EXERCISE OBJECTIVE » Each record should be reproduced exactly.

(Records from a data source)
*** Block opens ***
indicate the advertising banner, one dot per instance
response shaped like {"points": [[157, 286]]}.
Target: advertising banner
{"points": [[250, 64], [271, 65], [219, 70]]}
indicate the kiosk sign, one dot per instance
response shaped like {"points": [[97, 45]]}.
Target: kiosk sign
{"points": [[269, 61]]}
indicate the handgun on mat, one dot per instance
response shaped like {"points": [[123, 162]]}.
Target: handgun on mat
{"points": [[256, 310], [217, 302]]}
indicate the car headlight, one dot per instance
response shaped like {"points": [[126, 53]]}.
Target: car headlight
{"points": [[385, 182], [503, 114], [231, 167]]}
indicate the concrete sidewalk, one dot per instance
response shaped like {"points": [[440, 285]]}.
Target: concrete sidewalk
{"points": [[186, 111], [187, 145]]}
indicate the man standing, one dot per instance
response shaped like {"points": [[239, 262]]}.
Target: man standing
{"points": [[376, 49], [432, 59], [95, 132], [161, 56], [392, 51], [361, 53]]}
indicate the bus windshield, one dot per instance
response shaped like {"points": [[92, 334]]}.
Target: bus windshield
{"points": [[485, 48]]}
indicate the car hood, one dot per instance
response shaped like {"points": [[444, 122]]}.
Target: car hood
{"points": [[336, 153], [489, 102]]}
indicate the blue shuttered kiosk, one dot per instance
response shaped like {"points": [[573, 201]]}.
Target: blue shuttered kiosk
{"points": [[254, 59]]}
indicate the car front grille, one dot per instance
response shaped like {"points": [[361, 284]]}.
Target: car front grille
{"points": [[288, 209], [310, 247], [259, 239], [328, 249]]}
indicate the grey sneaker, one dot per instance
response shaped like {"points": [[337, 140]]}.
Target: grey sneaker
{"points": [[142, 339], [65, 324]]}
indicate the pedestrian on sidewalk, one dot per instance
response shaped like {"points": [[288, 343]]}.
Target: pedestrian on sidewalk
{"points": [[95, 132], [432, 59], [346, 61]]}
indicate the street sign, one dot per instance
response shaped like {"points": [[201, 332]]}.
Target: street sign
*** Block closes ***
RESPONSE FOR THIS EXERCISE »
indicate the advertising banner, one dot per instance
response shaped like {"points": [[157, 286]]}.
Target: advertising banner
{"points": [[250, 64], [271, 65], [219, 70]]}
indicate the kiosk sign, one dot per instance
response shaped like {"points": [[97, 45]]}.
Target: kiosk sign
{"points": [[269, 61]]}
indicate the handgun on mat, one dot per instance
response shaped like {"points": [[123, 162]]}.
Target: handgun on mat
{"points": [[256, 310], [217, 302]]}
indicate the car headlight, one dot per instance
response shaped like {"points": [[126, 53]]}.
Target: car headlight
{"points": [[385, 182], [503, 114], [231, 167]]}
indicate the concrete sidewalk, one dot per instance
response shaped like {"points": [[440, 285]]}.
Target: concrete sidewalk
{"points": [[186, 111], [187, 145]]}
indicate the man standing, one dot per instance
response shaped like {"points": [[239, 262]]}.
Target: man standing
{"points": [[376, 49], [432, 59], [95, 132], [161, 56], [392, 51], [361, 53]]}
indicate the bus windshield, one dot per instance
response shaped like {"points": [[92, 334]]}.
Target: bus windshield
{"points": [[485, 48]]}
indicate the car hood, one dot per instance
response shaped like {"points": [[444, 122]]}.
Target: car hood
{"points": [[336, 153], [489, 102]]}
indicate the blue shuttered kiosk, one dot per instance
response shaped like {"points": [[573, 201]]}.
Target: blue shuttered kiosk
{"points": [[254, 59]]}
indicate the car front grille, one dot per instance
response shaped like {"points": [[361, 284]]}.
Target: car front grille
{"points": [[288, 209], [310, 247], [259, 239], [328, 249]]}
indicate the grey sneaker, one dot per instance
response shaped like {"points": [[337, 140]]}.
Target: grey sneaker
{"points": [[142, 339], [65, 324]]}
indicate the pedestrian on sidewalk, one dot per instance
response shaped like {"points": [[288, 343]]}.
Target: pedestrian on sidewalk
{"points": [[95, 132], [432, 59], [346, 61]]}
indicate the street sign, one dot per instance
response shaped like {"points": [[201, 332]]}.
Target: street sign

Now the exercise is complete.